STATED PROBLEM> Rewrite the material below, substituting "confirm" for every occurrence of "verify" and keeping everything else the same.

[Excerpts from a pointing dataset]
====

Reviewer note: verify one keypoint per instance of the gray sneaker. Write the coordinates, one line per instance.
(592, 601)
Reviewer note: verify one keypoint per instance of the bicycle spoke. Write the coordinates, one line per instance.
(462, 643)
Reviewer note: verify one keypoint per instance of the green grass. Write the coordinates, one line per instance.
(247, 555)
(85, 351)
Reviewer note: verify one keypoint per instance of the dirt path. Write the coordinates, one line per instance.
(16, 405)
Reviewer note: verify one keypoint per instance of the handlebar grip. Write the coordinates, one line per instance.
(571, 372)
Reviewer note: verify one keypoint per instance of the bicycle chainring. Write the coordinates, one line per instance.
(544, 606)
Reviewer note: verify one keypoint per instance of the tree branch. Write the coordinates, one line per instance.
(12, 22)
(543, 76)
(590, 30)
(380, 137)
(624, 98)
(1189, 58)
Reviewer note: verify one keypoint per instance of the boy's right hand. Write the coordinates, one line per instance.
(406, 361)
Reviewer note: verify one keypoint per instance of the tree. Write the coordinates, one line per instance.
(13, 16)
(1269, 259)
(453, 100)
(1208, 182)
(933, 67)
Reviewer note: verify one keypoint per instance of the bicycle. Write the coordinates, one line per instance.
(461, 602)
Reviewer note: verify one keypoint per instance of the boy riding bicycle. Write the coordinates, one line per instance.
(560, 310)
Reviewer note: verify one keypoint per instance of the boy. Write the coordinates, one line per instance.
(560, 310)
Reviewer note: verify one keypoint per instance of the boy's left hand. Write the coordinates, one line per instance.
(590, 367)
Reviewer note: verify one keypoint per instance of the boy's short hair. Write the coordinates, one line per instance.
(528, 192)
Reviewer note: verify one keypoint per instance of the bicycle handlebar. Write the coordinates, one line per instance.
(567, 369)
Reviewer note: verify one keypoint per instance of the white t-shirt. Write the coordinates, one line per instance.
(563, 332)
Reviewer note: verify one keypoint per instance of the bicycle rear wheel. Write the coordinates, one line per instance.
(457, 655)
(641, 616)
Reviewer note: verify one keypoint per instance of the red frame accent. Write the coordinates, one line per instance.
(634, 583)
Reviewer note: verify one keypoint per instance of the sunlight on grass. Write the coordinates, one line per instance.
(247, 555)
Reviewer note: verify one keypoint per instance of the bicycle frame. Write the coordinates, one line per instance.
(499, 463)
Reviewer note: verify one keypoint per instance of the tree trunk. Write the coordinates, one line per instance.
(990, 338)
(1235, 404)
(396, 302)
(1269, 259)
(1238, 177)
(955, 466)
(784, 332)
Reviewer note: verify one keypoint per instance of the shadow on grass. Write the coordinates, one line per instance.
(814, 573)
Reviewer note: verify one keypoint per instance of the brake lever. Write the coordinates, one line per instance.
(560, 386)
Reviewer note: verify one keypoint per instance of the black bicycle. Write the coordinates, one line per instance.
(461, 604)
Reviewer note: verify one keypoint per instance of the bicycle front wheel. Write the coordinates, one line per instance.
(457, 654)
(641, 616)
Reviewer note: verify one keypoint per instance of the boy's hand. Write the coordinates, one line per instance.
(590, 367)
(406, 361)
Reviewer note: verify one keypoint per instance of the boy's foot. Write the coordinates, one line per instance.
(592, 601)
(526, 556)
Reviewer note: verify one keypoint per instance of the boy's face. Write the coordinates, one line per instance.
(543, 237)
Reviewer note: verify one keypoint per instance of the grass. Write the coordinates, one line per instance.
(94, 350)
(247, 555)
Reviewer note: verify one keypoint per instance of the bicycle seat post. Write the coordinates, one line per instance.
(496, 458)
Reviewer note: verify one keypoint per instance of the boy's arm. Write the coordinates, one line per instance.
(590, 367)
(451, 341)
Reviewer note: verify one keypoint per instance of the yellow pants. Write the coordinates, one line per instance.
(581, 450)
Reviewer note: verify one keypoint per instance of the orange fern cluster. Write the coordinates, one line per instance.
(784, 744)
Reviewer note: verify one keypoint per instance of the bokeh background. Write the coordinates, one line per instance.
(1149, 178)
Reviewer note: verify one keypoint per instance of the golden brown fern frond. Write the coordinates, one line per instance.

====

ANSWER FOR THE TASK>
Reviewer note: confirm one keypoint per instance of the gray sneaker. Write the coordinates, one line per instance.
(592, 601)
Reviewer note: confirm one keypoint per instance of the bicycle spoke. Write the coordinates, one line per instance.
(462, 643)
Reviewer note: confirm one keypoint per instance of the green grass. Write the coordinates, one line per instance.
(247, 555)
(85, 351)
Reviewer note: confirm one keypoint per instance of the dirt path. Write the coordinates, one line per instance.
(16, 405)
Reviewer note: confirm one keypoint per instance of the handlebar grip. Write the coordinates, one line per instance.
(571, 372)
Reviewer note: confirm one keypoint per instance of the bicycle chainring. Write the coordinates, one line per instance.
(544, 606)
Reviewer note: confirm one keypoint per instance of the tree branch. Write the coordinates, one line per instance.
(12, 22)
(543, 76)
(590, 30)
(380, 137)
(624, 98)
(1189, 58)
Reviewer note: confirm one keypoint per instance of the boy's right hand. Write the coordinates, one line per instance.
(406, 361)
Reviewer note: confirm one keypoint per instance of the tree. Write the coordinates, one line per instance.
(13, 16)
(1269, 259)
(453, 100)
(1208, 182)
(933, 67)
Reviewer note: confirm one keypoint per instance of the bicycle. Write the coordinates, one line per instance.
(461, 602)
Reviewer note: confirm one keypoint per instance of the boy riding bicycle. Write the coordinates, one line per instance.
(560, 310)
Reviewer note: confirm one keypoint per instance of the boy. Write the coordinates, one line per instance.
(560, 310)
Reviewer note: confirm one keypoint per instance of the boy's left hand. Write the coordinates, one line per instance.
(590, 367)
Reviewer note: confirm one keypoint per instance of the boy's short hair. Write the coordinates, one line per instance.
(528, 192)
Reviewer note: confirm one keypoint per instance of the bicycle handlebar. Write the coordinates, one line per instance.
(567, 369)
Reviewer note: confirm one keypoint per instance of the white t-shirt. Write the coordinates, one line per instance.
(563, 332)
Reviewer note: confirm one keypoint per instance of the bicycle rear wheel. Write the coordinates, one line per instance.
(457, 655)
(641, 616)
Reviewer note: confirm one keypoint per instance of the red frame accent. Write the coordinates, one line per instance.
(634, 583)
Reviewer note: confirm one keypoint per instance of the sunlight on grass. Write the coordinates, one line per instance.
(247, 555)
Reviewer note: confirm one keypoint per instance of the bicycle frame. Write the coordinates, one line per instance.
(499, 463)
Reviewer note: confirm one keypoint per instance of the tree trunk. Write the coordinates, one line per instance.
(990, 338)
(1235, 404)
(396, 302)
(1269, 259)
(1238, 177)
(955, 466)
(784, 332)
Reviewer note: confirm one keypoint per instance of the shadow on grass. Write the coordinates, one line per instance.
(814, 573)
Reviewer note: confirm one keypoint per instance of the brake lever. Write the coordinates, one line per instance.
(560, 386)
Reviewer note: confirm one keypoint per instance of the black bicycle. Write the coordinates, one line per instance.
(461, 604)
Reviewer note: confirm one keypoint per instance of the bicycle front wheel. Write the coordinates, one line per instance.
(457, 654)
(641, 616)
Reviewer note: confirm one keypoint per instance of the boy's hand. Write the coordinates, one line per instance.
(590, 367)
(406, 361)
Reviewer note: confirm one keypoint per instance of the boy's foot. Write the coordinates, one line per instance.
(592, 601)
(526, 556)
Reviewer note: confirm one keypoint per instance of the boy's face. Write the coordinates, one line per instance.
(543, 237)
Reviewer note: confirm one keypoint per instance of the grass. Write the coordinates, one line per instance.
(94, 350)
(247, 555)
Reviewer note: confirm one keypoint per instance of the bicycle seat post. Write the coordinates, one line per instance.
(496, 458)
Reviewer note: confirm one keypoint per instance of the boy's arm. Write the coordinates, one line per instance.
(590, 367)
(451, 341)
Reviewer note: confirm one keypoint per instance of the yellow pants. Write the coordinates, one line per instance.
(581, 450)
Reviewer note: confirm one keypoint per instance of the orange fern cluster. Write the coordinates, one line per instance.
(784, 744)
Reviewer note: confirm one keypoint per instance of the bokeh background. Write the coordinates, one line per instance.
(1149, 178)
Reviewer note: confirm one keypoint per instance of the golden brown fern frond. Write the coordinates, one line per instance.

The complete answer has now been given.